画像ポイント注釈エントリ

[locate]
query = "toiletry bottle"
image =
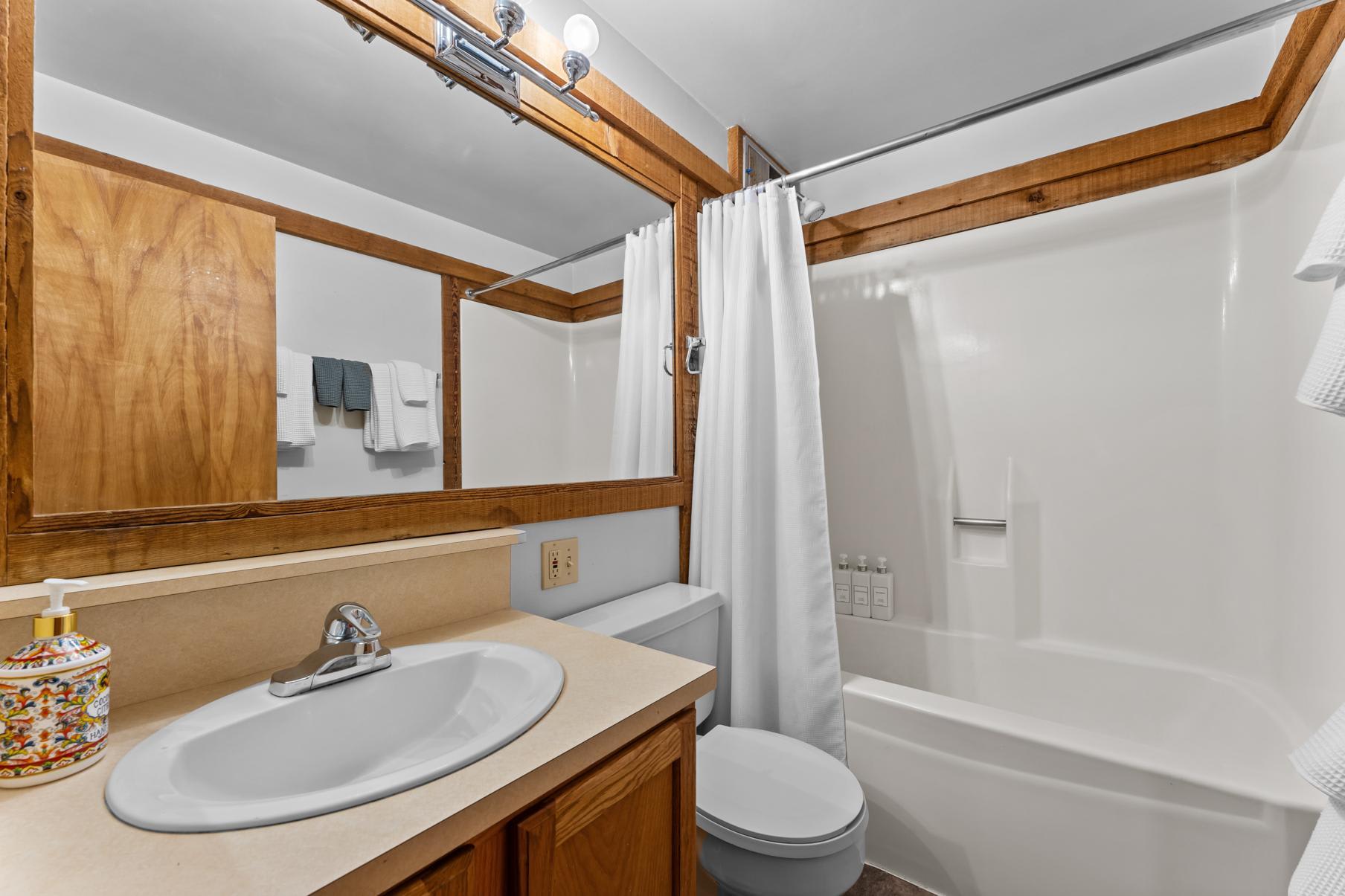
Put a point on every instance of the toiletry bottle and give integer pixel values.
(54, 698)
(860, 588)
(842, 578)
(880, 591)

▶ **やること**
上のデータを一行も省かずにもう一度書き出し、回答の座標の数値だけを1.9倍して整数に丸めること（端数は四捨五入）。画像は出力に含めないこと。

▶ **出力結果**
[locate]
query = "toiletry bottle"
image =
Put a point on every instance of the toiletry bottle and give integer pixel values.
(103, 1326)
(1634, 1117)
(1600, 1098)
(1672, 1123)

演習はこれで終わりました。